** Start of Data supplied **

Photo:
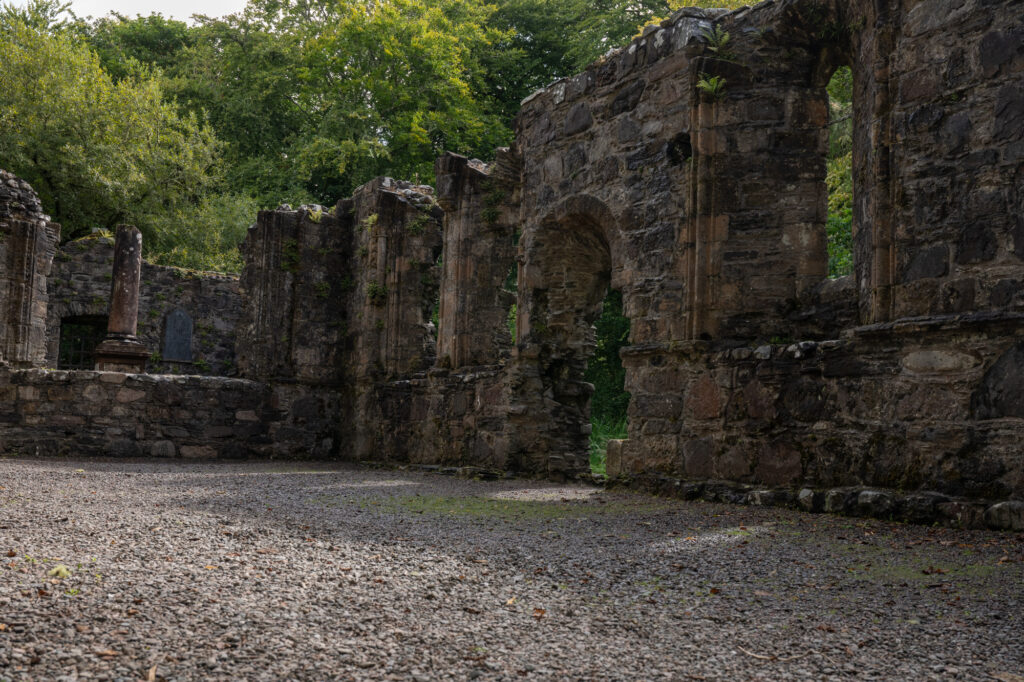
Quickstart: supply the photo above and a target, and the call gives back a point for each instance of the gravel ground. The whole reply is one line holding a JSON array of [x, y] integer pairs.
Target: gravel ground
[[304, 570]]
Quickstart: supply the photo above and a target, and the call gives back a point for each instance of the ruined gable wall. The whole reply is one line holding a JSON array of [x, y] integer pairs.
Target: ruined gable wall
[[80, 285], [939, 109]]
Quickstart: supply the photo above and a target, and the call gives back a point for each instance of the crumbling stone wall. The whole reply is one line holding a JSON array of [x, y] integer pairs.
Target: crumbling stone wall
[[687, 172], [28, 241], [82, 413], [79, 285]]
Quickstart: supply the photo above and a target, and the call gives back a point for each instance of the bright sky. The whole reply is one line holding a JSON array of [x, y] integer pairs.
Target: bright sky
[[179, 9]]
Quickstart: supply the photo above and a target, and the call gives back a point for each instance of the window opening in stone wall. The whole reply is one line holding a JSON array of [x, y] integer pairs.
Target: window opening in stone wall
[[79, 338], [177, 337], [609, 402], [839, 177]]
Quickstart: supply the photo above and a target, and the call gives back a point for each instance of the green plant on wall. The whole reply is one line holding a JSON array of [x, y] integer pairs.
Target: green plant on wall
[[369, 222], [713, 86], [290, 256], [377, 294], [418, 224], [717, 39], [493, 199]]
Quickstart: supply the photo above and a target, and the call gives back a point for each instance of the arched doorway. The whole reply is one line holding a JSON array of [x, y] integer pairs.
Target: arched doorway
[[565, 271]]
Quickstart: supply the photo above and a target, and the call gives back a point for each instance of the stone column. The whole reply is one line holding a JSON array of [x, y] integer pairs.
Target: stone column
[[121, 351]]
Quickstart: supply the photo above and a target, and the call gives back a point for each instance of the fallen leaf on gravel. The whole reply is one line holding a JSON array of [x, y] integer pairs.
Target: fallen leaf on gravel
[[1008, 677], [59, 570]]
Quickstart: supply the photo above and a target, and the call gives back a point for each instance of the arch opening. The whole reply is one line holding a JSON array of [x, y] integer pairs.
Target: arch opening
[[574, 328]]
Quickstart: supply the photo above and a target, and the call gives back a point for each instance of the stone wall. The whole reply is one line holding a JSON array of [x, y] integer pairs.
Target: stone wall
[[931, 403], [80, 413], [687, 171], [28, 241], [938, 156], [80, 286]]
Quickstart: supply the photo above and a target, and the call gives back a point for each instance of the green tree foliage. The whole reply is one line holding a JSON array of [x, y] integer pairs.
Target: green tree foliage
[[545, 40], [45, 15], [315, 97], [98, 153], [124, 43], [605, 369], [839, 178]]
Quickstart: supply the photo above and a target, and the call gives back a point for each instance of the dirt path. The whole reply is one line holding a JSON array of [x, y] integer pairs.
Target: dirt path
[[311, 571]]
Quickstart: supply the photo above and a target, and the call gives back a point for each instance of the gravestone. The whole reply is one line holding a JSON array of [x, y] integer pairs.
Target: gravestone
[[177, 337]]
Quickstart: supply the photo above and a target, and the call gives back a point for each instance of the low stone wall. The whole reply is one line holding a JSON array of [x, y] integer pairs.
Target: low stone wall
[[80, 285], [80, 413]]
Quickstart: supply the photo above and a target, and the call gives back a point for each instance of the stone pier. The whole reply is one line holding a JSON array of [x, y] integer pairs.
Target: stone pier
[[121, 350]]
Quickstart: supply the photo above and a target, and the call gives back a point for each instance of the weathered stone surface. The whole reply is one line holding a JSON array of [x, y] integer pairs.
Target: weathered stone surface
[[205, 422], [79, 288], [1006, 515], [1001, 390], [708, 213], [28, 242]]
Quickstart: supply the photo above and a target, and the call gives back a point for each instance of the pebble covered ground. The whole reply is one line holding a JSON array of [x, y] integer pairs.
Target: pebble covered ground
[[172, 570]]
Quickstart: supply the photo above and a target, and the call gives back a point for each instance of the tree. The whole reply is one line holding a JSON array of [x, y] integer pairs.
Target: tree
[[98, 153], [124, 43]]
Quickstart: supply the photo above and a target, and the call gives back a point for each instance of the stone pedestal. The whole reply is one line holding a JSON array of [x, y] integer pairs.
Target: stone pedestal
[[121, 351]]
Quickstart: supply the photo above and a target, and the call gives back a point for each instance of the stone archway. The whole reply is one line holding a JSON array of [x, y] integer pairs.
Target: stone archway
[[565, 268]]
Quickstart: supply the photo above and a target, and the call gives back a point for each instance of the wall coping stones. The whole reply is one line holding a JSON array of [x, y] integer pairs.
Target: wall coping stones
[[939, 323]]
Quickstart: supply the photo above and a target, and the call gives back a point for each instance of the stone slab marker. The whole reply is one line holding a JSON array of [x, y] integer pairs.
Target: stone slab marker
[[121, 351]]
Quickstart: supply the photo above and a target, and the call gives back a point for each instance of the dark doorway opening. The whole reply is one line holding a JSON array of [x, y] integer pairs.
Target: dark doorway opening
[[609, 402], [79, 338]]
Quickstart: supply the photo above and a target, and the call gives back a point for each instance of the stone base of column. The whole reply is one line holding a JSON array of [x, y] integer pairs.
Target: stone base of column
[[121, 354]]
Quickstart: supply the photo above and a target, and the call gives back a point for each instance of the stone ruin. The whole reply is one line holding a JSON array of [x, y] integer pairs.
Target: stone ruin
[[896, 391]]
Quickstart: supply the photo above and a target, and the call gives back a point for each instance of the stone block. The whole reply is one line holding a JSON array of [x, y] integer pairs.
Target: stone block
[[198, 452], [1006, 515]]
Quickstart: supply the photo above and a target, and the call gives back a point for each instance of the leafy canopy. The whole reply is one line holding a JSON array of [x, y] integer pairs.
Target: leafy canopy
[[98, 153]]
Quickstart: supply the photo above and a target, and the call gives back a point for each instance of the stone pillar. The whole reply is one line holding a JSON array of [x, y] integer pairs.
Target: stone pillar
[[121, 351], [28, 243]]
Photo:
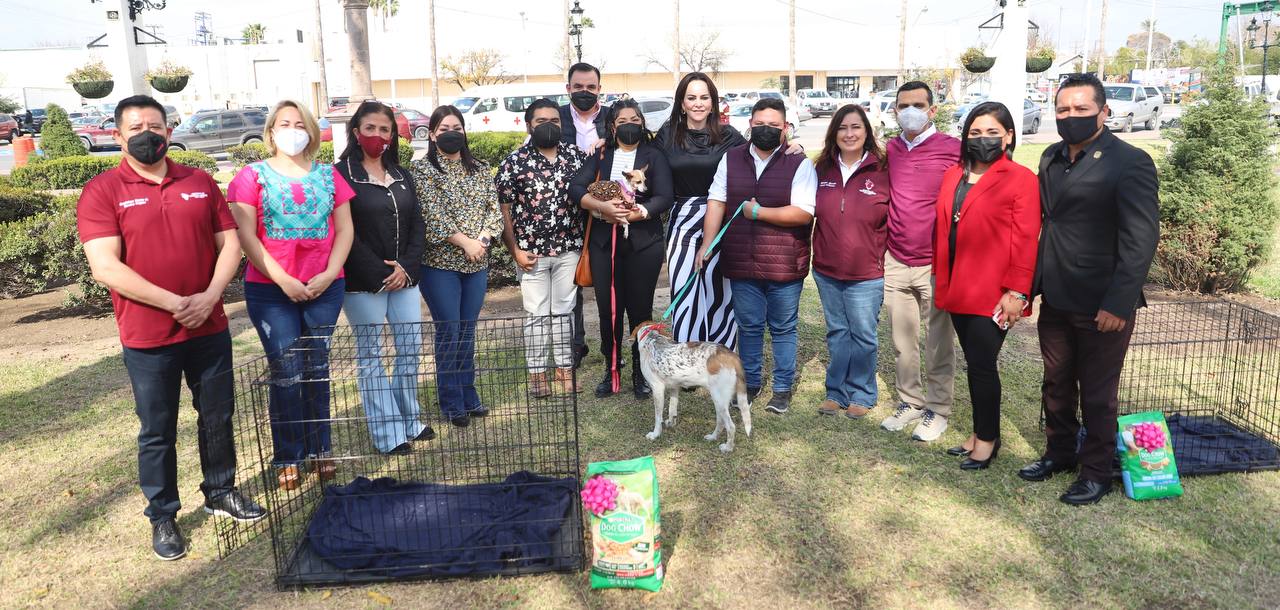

** End of Data supplied **

Exercise task —
Reproduce the records above word for word, from the line containing "the stone pillar." through the end of the records. Leave the pictures out of your copy.

Result of this exercise —
Quickstart: supply the photo above and a target, and the call gives back a point for each instance of the stone pillar. The whole reply is one line holding a JSON array of [x, y] integer pairs.
Target: stone pillar
[[121, 351], [28, 243]]
Photo:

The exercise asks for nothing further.